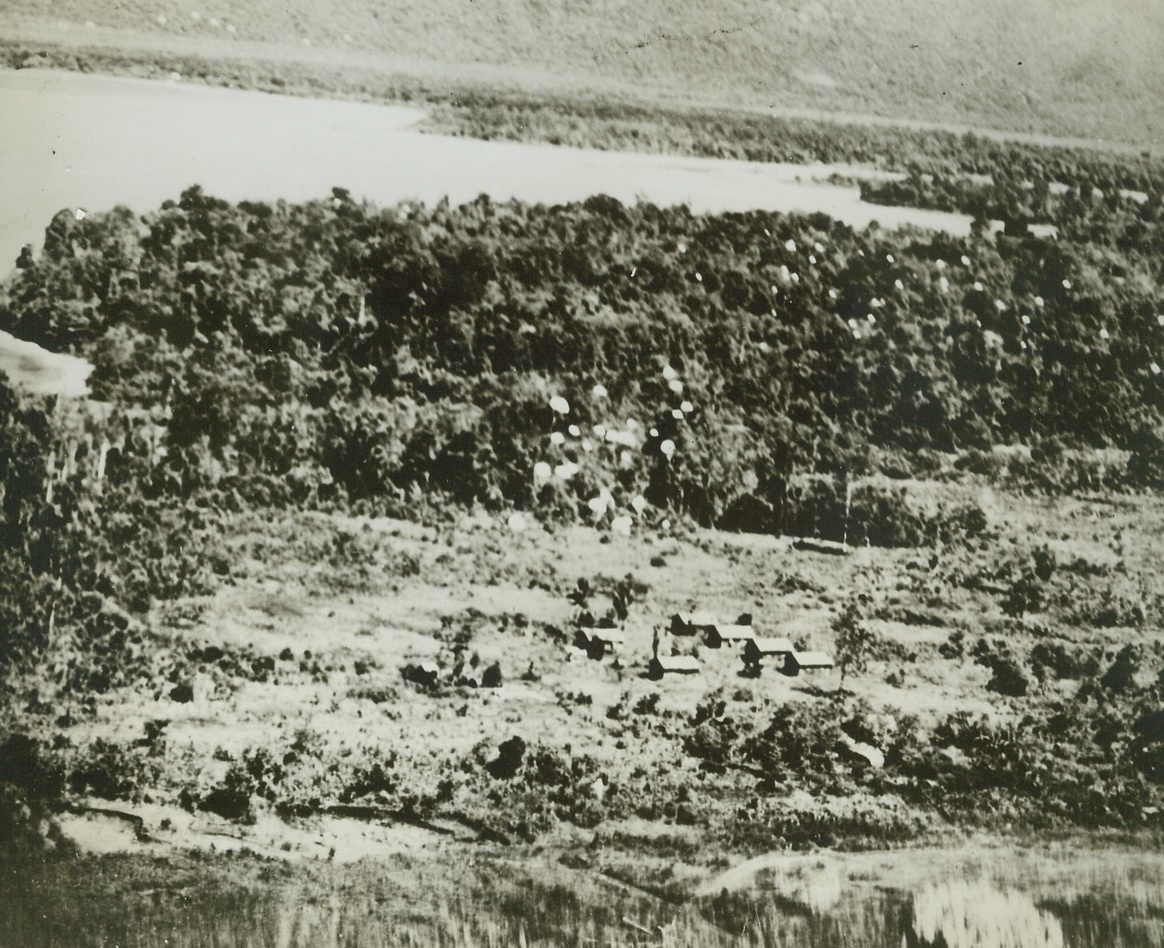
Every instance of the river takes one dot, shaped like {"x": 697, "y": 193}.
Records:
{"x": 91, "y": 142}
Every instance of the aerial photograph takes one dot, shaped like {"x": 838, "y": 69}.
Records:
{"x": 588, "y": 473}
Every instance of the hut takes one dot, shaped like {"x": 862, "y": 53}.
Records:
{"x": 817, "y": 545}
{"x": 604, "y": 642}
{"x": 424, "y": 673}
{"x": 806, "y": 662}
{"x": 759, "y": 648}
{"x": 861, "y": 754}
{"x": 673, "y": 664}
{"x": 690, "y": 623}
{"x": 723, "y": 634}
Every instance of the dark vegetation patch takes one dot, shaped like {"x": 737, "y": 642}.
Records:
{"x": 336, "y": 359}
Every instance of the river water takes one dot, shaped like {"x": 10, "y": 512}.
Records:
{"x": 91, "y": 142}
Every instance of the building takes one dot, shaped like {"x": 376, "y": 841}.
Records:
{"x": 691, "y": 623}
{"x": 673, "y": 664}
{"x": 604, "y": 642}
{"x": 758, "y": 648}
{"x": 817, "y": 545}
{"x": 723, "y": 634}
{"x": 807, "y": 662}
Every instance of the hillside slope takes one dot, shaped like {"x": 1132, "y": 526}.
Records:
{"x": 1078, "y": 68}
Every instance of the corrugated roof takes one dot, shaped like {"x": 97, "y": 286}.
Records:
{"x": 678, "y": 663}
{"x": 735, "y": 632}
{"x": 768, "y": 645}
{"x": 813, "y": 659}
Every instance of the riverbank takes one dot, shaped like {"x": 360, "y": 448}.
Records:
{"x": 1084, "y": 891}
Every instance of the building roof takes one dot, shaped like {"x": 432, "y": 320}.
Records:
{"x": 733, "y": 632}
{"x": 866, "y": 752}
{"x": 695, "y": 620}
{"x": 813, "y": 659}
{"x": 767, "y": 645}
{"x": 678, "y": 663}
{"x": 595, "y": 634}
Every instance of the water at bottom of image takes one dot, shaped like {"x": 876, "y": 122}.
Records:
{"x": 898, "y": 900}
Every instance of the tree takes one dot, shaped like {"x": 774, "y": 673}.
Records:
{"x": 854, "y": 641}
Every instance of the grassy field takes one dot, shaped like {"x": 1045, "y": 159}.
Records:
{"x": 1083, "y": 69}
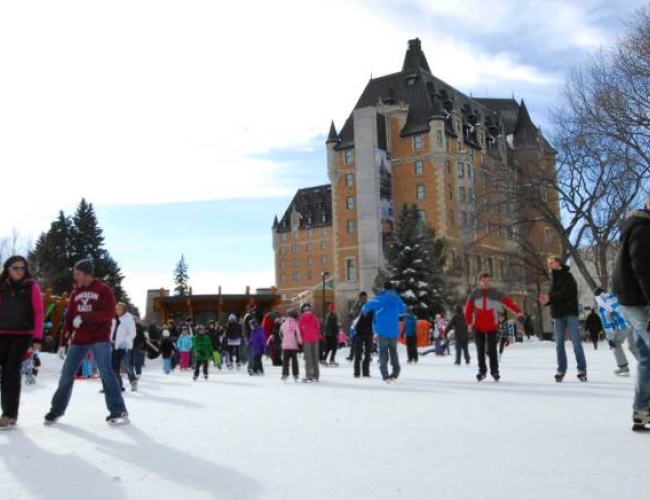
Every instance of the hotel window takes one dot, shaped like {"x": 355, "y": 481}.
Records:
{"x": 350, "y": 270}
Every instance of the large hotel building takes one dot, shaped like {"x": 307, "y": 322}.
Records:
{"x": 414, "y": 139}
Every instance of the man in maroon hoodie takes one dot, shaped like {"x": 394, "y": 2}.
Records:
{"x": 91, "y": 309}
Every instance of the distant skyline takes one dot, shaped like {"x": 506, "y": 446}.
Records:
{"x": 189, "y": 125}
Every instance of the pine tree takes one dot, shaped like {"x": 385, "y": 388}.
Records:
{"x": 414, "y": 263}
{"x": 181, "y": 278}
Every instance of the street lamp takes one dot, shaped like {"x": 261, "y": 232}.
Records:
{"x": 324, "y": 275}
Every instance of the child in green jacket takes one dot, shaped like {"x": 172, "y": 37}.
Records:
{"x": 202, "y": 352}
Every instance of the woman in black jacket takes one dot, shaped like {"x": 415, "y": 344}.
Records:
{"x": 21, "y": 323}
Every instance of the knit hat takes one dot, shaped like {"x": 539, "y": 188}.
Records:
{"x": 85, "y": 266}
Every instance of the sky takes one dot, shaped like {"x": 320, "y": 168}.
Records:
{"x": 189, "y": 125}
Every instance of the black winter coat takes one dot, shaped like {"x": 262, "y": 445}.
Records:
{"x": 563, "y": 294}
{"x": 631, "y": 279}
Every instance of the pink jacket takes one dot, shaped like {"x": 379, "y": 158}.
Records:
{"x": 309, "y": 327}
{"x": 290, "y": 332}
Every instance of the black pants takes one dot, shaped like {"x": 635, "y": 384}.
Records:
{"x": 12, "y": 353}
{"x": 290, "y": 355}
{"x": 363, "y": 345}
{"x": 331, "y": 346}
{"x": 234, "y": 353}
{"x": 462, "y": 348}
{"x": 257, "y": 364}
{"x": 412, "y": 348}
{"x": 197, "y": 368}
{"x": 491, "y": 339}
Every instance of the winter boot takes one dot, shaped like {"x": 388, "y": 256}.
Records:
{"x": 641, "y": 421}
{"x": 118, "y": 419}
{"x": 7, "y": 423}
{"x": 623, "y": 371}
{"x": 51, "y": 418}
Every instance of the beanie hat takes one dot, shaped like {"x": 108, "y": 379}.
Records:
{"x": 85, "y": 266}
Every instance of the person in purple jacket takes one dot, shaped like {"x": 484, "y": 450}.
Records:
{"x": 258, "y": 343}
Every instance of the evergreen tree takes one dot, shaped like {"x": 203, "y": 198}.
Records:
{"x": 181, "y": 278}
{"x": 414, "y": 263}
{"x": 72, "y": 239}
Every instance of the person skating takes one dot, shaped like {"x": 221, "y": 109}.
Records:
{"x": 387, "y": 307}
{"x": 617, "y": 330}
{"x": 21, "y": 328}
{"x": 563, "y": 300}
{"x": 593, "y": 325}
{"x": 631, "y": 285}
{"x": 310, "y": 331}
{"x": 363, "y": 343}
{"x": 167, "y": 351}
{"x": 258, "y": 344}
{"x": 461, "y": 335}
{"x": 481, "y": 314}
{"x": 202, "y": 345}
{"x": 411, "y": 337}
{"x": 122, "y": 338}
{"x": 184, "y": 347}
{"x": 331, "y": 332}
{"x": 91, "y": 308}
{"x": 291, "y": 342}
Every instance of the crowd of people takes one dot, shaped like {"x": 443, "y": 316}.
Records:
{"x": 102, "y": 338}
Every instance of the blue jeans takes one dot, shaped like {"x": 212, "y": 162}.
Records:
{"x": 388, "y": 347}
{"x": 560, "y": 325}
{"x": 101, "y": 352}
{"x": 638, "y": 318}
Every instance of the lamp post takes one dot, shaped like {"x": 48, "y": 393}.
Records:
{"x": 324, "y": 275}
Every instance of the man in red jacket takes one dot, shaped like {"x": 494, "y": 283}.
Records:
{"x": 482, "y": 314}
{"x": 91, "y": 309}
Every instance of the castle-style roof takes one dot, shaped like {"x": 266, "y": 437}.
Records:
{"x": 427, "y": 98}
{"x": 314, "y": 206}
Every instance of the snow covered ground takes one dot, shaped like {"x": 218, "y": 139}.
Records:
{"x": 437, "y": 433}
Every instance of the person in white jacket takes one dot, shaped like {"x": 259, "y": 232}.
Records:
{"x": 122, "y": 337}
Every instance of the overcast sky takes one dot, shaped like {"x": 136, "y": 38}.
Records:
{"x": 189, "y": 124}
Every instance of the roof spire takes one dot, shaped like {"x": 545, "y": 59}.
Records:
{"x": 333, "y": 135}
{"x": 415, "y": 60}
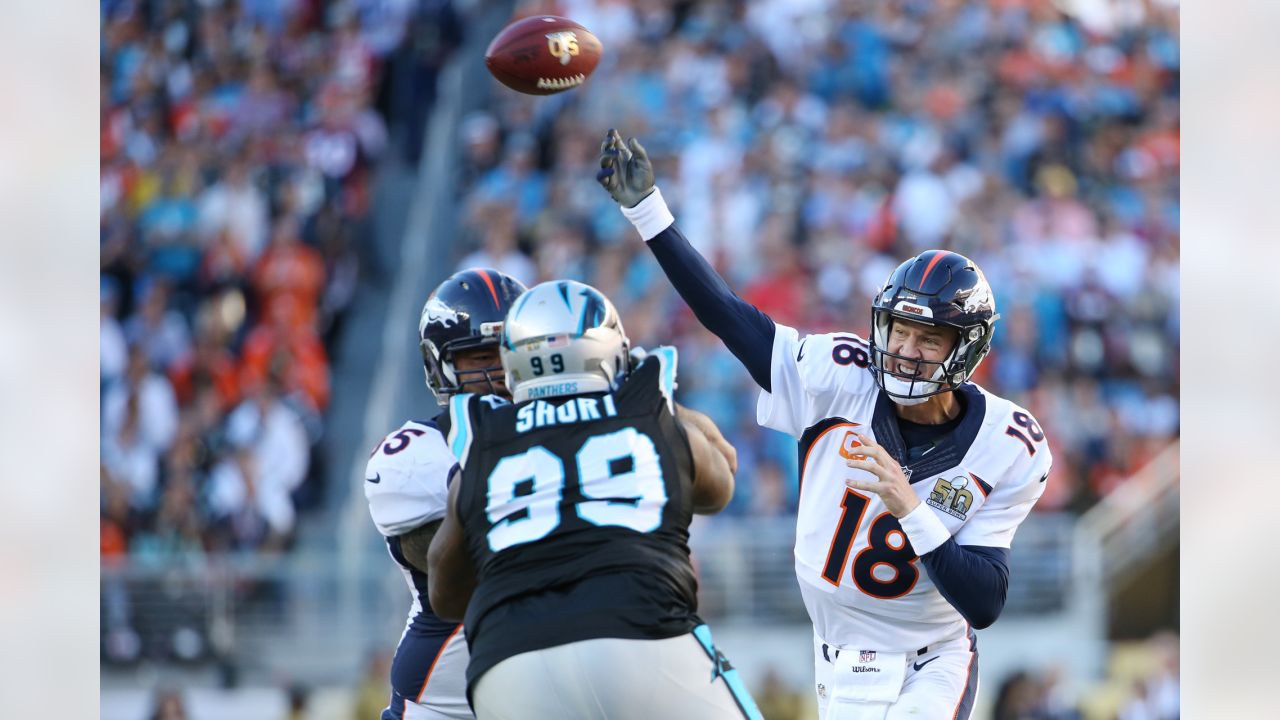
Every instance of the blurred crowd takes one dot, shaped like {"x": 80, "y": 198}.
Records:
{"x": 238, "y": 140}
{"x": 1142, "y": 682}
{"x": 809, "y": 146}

* * *

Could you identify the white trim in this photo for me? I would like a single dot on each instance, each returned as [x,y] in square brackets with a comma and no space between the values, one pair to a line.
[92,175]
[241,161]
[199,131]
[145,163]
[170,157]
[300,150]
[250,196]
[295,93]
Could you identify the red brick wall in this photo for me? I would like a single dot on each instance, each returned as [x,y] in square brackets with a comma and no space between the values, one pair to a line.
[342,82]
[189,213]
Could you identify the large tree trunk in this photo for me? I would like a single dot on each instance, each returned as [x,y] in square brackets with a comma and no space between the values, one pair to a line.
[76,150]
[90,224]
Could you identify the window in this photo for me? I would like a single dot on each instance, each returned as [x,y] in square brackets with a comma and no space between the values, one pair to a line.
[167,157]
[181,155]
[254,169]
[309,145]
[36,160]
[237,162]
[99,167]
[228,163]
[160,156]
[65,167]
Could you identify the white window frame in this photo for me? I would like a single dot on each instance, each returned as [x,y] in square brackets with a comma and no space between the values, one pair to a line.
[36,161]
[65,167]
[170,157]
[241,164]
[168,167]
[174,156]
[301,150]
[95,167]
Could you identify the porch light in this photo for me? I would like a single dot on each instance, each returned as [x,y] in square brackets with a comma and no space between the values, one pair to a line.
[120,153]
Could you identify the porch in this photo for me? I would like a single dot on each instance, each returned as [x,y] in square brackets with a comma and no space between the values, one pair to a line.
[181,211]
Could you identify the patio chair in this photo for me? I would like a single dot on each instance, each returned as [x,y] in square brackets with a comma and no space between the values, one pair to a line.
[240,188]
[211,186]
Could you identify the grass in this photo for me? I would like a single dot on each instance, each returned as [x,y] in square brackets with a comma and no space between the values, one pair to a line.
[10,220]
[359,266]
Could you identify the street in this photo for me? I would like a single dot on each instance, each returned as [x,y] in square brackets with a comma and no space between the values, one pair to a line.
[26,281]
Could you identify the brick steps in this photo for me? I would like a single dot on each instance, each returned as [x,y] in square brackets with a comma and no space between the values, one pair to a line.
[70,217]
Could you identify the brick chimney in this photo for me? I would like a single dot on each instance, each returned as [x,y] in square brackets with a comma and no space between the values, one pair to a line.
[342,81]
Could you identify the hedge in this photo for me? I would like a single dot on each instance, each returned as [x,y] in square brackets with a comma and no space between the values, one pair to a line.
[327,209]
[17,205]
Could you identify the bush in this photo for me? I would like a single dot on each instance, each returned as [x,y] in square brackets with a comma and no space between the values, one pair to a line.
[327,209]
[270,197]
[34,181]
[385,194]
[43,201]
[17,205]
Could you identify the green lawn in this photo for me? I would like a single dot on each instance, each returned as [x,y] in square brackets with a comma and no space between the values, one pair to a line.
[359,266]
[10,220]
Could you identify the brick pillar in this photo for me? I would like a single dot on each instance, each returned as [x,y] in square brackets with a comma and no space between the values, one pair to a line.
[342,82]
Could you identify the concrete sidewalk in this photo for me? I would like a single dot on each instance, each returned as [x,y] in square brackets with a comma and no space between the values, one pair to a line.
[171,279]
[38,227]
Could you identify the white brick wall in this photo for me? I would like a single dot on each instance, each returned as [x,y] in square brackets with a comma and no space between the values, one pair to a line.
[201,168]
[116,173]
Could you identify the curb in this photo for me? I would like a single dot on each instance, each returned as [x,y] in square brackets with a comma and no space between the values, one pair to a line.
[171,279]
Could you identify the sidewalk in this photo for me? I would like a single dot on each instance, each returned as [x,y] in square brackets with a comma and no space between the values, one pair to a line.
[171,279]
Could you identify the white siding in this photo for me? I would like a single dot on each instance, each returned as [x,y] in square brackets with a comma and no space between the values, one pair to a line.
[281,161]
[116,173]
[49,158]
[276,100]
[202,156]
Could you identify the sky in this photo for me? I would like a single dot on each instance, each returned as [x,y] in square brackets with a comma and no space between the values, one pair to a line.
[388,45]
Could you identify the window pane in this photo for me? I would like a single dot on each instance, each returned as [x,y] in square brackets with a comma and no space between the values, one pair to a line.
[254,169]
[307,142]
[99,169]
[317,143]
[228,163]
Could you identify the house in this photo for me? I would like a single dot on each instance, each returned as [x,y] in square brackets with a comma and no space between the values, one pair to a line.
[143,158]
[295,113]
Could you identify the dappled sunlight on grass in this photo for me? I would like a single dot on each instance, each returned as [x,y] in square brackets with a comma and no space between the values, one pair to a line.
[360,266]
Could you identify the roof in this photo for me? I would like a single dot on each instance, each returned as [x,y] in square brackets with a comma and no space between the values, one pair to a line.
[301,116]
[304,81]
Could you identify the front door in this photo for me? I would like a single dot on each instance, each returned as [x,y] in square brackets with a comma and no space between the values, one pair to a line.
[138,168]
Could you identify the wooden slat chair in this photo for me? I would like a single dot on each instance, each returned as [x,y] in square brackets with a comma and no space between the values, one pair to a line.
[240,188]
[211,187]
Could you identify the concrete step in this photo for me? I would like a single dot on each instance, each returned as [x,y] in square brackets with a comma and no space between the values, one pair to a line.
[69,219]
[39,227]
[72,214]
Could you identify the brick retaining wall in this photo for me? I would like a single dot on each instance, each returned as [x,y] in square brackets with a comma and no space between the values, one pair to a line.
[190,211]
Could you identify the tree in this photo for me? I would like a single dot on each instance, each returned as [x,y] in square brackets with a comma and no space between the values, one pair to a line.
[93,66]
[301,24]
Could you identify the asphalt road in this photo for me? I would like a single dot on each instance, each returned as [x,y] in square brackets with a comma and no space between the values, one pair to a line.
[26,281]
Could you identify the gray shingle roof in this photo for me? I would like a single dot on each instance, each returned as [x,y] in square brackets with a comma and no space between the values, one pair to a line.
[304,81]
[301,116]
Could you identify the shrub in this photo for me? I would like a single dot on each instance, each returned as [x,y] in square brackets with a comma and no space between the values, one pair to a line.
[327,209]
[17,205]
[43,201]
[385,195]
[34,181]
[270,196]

--

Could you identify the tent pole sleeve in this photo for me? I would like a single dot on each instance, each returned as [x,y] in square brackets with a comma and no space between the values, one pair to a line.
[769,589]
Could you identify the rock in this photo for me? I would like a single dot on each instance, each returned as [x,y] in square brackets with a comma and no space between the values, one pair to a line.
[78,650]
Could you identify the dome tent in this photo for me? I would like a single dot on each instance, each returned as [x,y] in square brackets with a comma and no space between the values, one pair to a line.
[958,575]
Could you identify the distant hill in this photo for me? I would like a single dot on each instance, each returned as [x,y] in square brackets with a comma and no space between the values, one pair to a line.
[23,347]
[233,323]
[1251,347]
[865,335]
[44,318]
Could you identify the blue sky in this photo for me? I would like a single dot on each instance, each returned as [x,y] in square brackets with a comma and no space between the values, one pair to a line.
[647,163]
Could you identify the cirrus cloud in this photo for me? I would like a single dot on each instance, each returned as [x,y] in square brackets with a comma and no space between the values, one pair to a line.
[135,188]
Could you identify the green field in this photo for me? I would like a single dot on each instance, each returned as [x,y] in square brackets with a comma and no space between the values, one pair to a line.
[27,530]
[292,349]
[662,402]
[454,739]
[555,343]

**Task statement**
Identify each line in the rows above that contains the word "person", and copy those lines in full, in the order they appear.

**Right answer**
Every instance of the person in purple jacket takes one dot, shaped like {"x": 484, "y": 450}.
Every instance of the person skating takes one dot, shaped like {"x": 221, "y": 109}.
Every instance of the person in white jacket takes one dot, shaped like {"x": 259, "y": 232}.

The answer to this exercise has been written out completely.